Assigned task: Return every line of the data below word for word, including the punctuation.

+++ Task inputs

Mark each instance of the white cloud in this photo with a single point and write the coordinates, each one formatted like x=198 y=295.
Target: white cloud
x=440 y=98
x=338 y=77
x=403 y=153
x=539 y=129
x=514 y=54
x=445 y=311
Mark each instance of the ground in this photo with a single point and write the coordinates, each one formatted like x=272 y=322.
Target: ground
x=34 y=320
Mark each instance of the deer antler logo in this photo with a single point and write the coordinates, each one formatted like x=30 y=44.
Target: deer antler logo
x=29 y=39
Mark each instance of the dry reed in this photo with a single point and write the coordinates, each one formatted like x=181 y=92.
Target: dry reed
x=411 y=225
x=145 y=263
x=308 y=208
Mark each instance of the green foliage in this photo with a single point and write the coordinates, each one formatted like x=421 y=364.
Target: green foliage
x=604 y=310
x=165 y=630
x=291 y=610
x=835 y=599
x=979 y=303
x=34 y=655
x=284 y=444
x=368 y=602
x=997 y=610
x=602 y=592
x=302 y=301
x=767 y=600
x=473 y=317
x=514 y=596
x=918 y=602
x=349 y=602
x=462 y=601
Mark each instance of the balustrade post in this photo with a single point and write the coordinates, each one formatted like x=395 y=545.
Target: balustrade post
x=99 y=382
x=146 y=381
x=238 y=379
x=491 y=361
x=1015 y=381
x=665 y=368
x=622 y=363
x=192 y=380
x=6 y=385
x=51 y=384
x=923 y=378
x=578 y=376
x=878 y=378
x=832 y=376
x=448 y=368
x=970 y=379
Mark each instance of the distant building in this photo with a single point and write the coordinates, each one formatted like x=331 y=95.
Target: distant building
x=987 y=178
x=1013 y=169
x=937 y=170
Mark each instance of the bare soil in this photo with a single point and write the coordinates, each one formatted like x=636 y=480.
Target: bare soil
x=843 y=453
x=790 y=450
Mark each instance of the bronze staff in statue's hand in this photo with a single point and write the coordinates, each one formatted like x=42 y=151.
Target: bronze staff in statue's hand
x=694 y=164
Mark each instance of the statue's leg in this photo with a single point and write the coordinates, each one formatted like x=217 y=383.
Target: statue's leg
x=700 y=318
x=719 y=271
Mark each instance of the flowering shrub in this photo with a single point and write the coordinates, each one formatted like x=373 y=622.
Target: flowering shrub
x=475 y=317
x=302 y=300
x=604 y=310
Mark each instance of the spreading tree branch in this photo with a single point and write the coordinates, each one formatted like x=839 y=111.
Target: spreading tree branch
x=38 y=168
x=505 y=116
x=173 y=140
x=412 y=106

++++++

Reply:
Mark each instance of the white cloud in this photo with a single point and write the coordinates, each one formatted like x=198 y=295.
Target: white cloud
x=440 y=98
x=338 y=77
x=403 y=153
x=539 y=129
x=514 y=54
x=445 y=311
Mark each instance of the ground in this photo with a single point and write the coordinates, each one formatted like x=272 y=322.
Target: ground
x=34 y=320
Mark each instance of the deer antler logo in this photo with a single point and write the coordinates, each one formatted like x=30 y=44.
Target: deer antler logo
x=29 y=39
Mark each instance of the dry reed in this photo with a single point and write the coordinates, each one formatted like x=181 y=92.
Target: dry reed
x=411 y=225
x=145 y=263
x=308 y=208
Mark each instance of the green foliage in this photo with a single point and write the coordinates, each one formatted like x=421 y=364.
Target: green foliage
x=604 y=310
x=165 y=630
x=291 y=610
x=835 y=599
x=979 y=303
x=34 y=655
x=284 y=444
x=368 y=602
x=997 y=610
x=602 y=592
x=302 y=301
x=767 y=600
x=473 y=317
x=514 y=596
x=918 y=602
x=349 y=602
x=462 y=601
Mark each instance of the balustrade post in this photo with a single point and write the coordinates, each one formatted like x=395 y=545.
Target: balustrade post
x=99 y=382
x=146 y=381
x=238 y=379
x=491 y=361
x=1015 y=381
x=665 y=368
x=622 y=363
x=192 y=380
x=6 y=385
x=51 y=384
x=923 y=378
x=578 y=376
x=878 y=378
x=832 y=376
x=448 y=368
x=970 y=379
Mark each instance of the distant building in this photo with a single point and write the coordinates, each one formatted like x=331 y=95.
Target: distant building
x=987 y=178
x=1013 y=169
x=937 y=170
Mark each instance of the bare soil in this photo with a single point and write the coordinates, each one formatted like x=636 y=480.
Target: bare soil
x=843 y=453
x=790 y=450
Mark each instance of the bronze staff in statue's hand in this photo with a single point and write the coordinates, each one formatted like x=42 y=151.
Target: bronze staff in statue's hand
x=694 y=164
Mark each instance of the statue's leg in this photo with a single point and write the coordinates, each one formatted like x=217 y=383.
Target: statue's leg
x=700 y=318
x=719 y=271
Mark each instance of the flowering shrub in this photo with a single point and write the coordinates, each one formatted like x=373 y=622.
Target: flowering shrub
x=475 y=317
x=302 y=300
x=604 y=310
Mark each instance of the spreading tree branch in this photo with a single point and write the coordinates, each one formatted like x=839 y=111.
Target: spreading tree branch
x=38 y=168
x=505 y=116
x=173 y=140
x=412 y=106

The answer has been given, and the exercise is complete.